> WHAT IS ASKED:
Please retype, word for word, the lines of the records below that begin at the line containing "Check that each instance of the apartment" and stop after the line containing "Target: cityscape of buildings". Include both of those lines and nothing else.

>> begin DATA SHOWN

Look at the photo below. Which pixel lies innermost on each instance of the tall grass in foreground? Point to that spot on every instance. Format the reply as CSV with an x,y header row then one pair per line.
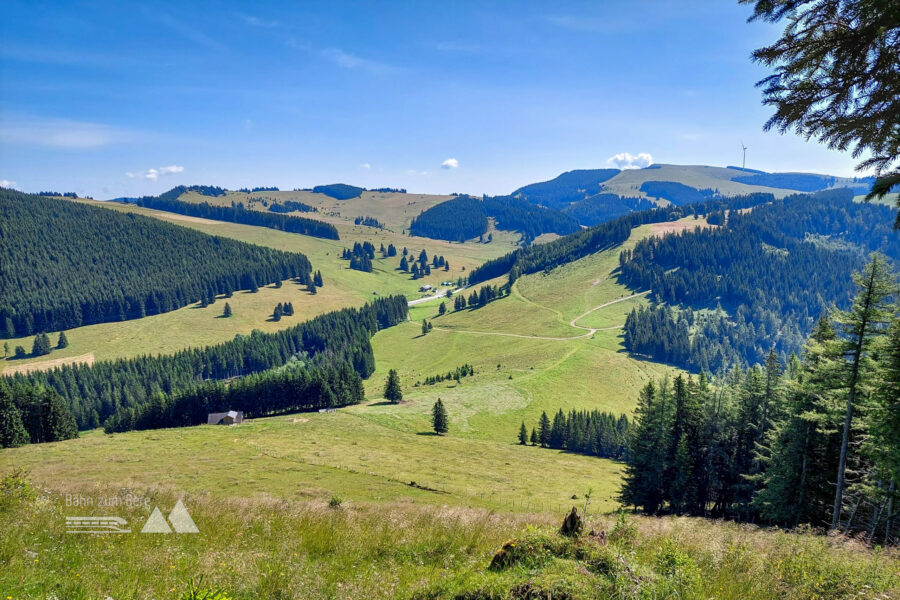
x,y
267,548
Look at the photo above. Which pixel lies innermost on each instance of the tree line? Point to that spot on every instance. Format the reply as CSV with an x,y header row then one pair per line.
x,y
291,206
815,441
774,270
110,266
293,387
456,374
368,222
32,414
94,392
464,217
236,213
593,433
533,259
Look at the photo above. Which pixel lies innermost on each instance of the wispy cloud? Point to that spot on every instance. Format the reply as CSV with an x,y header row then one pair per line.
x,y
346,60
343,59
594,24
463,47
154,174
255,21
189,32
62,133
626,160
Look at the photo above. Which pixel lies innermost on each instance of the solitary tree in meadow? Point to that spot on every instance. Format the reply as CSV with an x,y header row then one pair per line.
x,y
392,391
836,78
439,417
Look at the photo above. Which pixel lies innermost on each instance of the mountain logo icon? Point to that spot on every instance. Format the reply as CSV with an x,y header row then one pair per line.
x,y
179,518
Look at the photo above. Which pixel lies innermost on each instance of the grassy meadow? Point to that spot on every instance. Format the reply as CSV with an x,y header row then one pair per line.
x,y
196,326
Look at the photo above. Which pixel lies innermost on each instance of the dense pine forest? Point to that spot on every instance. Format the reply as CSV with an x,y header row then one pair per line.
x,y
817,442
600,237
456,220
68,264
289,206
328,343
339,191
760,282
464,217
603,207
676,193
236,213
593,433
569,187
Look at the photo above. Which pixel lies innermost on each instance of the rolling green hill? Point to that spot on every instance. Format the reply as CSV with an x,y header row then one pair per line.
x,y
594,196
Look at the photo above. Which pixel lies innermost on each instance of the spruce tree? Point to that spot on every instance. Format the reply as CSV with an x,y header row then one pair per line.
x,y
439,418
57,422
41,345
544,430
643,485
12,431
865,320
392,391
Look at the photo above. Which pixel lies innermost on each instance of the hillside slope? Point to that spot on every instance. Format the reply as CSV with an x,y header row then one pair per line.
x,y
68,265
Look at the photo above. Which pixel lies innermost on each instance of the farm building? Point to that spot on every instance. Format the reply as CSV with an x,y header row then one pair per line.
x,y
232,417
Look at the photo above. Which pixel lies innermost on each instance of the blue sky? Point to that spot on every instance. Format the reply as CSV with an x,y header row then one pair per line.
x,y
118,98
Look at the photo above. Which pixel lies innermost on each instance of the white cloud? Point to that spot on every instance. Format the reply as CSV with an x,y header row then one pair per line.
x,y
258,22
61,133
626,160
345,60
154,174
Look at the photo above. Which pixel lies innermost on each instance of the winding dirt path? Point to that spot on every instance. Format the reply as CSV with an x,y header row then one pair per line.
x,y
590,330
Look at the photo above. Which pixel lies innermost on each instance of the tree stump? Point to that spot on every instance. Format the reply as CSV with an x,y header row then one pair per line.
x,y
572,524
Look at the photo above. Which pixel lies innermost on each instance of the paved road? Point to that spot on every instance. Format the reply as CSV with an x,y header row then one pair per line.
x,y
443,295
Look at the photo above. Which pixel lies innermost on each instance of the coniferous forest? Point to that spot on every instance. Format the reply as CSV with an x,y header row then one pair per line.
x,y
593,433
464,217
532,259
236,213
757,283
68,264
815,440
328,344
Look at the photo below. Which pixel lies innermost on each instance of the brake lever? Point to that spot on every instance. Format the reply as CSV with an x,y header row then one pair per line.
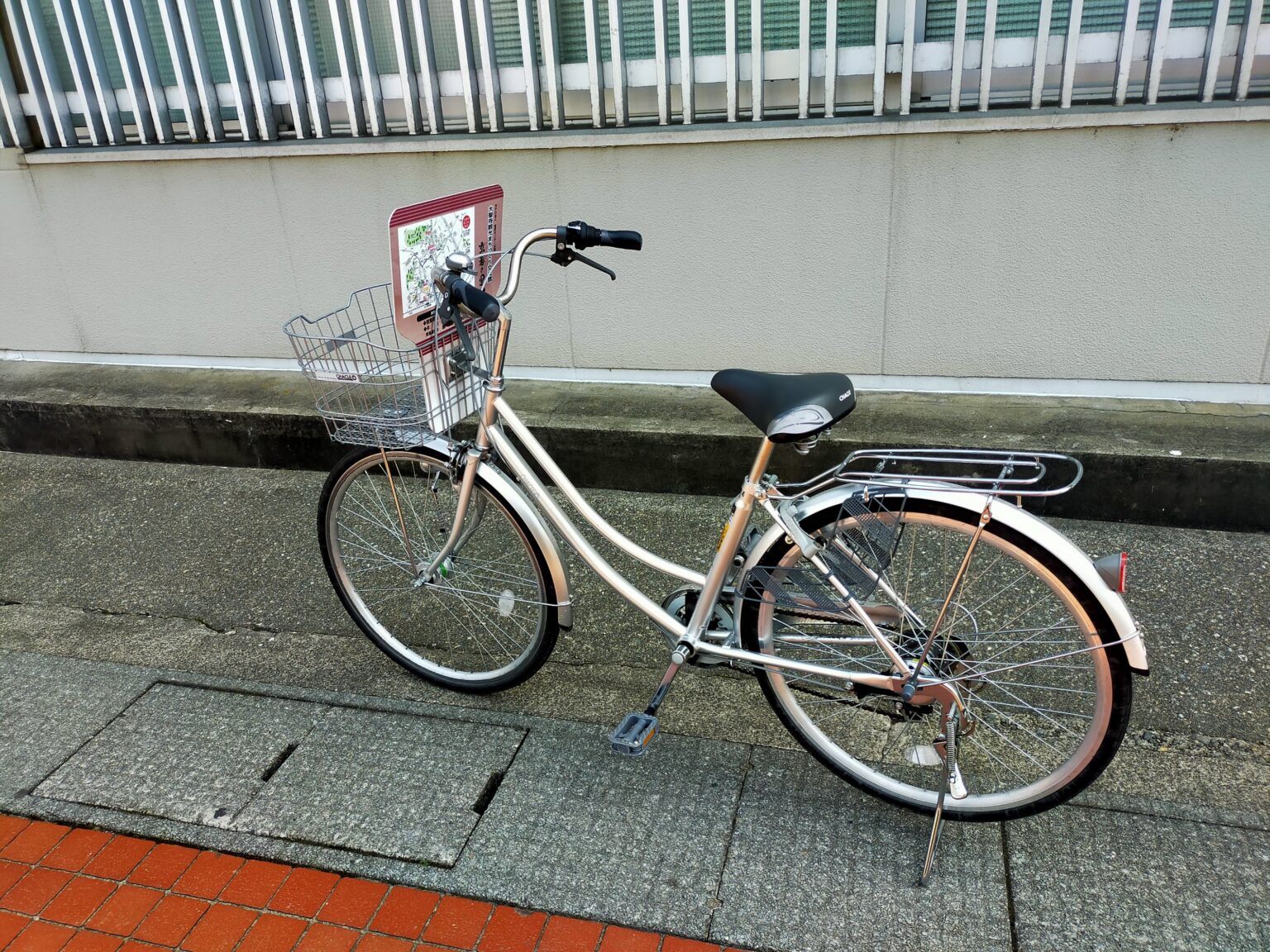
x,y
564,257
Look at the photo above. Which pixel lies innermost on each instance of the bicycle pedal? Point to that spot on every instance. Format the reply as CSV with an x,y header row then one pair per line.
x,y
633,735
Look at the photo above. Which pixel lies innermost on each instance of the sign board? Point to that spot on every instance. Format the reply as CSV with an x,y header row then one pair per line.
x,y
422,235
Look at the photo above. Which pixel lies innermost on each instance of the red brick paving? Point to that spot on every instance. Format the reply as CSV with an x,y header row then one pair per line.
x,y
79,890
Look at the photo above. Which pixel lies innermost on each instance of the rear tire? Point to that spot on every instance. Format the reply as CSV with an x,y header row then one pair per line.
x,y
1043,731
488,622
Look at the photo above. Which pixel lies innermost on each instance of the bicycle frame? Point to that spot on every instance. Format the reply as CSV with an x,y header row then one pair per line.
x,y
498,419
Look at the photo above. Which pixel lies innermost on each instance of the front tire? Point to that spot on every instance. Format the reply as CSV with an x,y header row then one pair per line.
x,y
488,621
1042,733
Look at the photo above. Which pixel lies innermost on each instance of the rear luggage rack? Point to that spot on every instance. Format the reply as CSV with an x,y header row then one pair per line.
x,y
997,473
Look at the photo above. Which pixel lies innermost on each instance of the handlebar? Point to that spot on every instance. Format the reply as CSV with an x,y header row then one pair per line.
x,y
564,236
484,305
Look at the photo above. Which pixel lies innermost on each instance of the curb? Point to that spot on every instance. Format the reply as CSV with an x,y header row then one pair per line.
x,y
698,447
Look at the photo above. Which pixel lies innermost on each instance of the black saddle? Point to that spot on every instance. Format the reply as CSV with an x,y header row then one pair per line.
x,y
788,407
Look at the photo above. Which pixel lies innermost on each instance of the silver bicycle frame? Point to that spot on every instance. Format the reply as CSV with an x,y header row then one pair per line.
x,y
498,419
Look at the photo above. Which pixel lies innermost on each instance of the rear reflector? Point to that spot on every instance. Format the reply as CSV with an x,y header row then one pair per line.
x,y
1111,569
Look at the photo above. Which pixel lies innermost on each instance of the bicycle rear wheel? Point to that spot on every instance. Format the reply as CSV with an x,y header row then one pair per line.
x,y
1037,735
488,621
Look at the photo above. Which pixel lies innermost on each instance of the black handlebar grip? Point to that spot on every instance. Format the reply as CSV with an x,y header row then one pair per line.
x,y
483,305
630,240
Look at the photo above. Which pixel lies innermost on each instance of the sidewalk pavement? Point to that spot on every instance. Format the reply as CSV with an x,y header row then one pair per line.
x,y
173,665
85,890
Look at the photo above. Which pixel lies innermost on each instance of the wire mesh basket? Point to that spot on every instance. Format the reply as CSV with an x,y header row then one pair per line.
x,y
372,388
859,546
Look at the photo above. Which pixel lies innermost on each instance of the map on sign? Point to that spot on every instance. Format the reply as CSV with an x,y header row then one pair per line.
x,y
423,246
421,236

>> end DATA SHOWN
>> begin DATA SHOWN

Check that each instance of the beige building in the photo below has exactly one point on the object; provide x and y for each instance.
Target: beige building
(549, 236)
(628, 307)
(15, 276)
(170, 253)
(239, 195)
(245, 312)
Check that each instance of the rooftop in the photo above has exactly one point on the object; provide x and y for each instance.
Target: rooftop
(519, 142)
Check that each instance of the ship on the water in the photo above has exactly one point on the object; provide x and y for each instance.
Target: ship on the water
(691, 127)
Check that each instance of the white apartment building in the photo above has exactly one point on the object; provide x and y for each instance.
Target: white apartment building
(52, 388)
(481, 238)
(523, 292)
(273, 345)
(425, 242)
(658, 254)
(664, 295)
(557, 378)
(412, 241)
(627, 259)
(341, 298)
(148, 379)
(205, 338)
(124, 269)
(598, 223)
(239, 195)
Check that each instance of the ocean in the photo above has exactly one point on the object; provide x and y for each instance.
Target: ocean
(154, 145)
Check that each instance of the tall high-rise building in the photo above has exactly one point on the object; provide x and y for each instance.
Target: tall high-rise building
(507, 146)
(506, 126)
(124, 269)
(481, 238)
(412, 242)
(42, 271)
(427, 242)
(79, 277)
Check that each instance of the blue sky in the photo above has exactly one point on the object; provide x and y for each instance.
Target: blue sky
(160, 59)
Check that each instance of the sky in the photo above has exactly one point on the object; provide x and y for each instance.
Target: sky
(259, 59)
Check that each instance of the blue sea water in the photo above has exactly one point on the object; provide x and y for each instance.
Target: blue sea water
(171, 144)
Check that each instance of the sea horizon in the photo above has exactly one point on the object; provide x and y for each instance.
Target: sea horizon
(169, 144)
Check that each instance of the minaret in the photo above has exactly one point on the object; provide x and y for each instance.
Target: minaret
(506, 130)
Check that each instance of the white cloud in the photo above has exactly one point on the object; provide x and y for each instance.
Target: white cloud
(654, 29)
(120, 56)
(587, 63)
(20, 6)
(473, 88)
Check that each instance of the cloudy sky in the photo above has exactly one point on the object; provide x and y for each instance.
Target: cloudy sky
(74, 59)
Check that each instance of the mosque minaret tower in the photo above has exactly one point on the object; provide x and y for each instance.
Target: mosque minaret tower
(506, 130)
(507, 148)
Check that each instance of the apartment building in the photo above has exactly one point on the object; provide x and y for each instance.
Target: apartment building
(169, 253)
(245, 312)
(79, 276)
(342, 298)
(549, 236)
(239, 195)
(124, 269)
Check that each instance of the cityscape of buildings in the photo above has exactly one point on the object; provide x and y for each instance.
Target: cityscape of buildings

>> end DATA SHOWN

> THE SOLUTION:
Check that each instance of the apartment building in the photo above has exactly one point on the object; provide x and y for each instance.
Target: apartment building
(169, 253)
(245, 312)
(79, 276)
(342, 298)
(549, 236)
(239, 195)
(124, 269)
Check that each instance of the cityscape of buildings in the photo above has exactly one point on the object; provide x and y for each instance.
Target: cityscape of buildings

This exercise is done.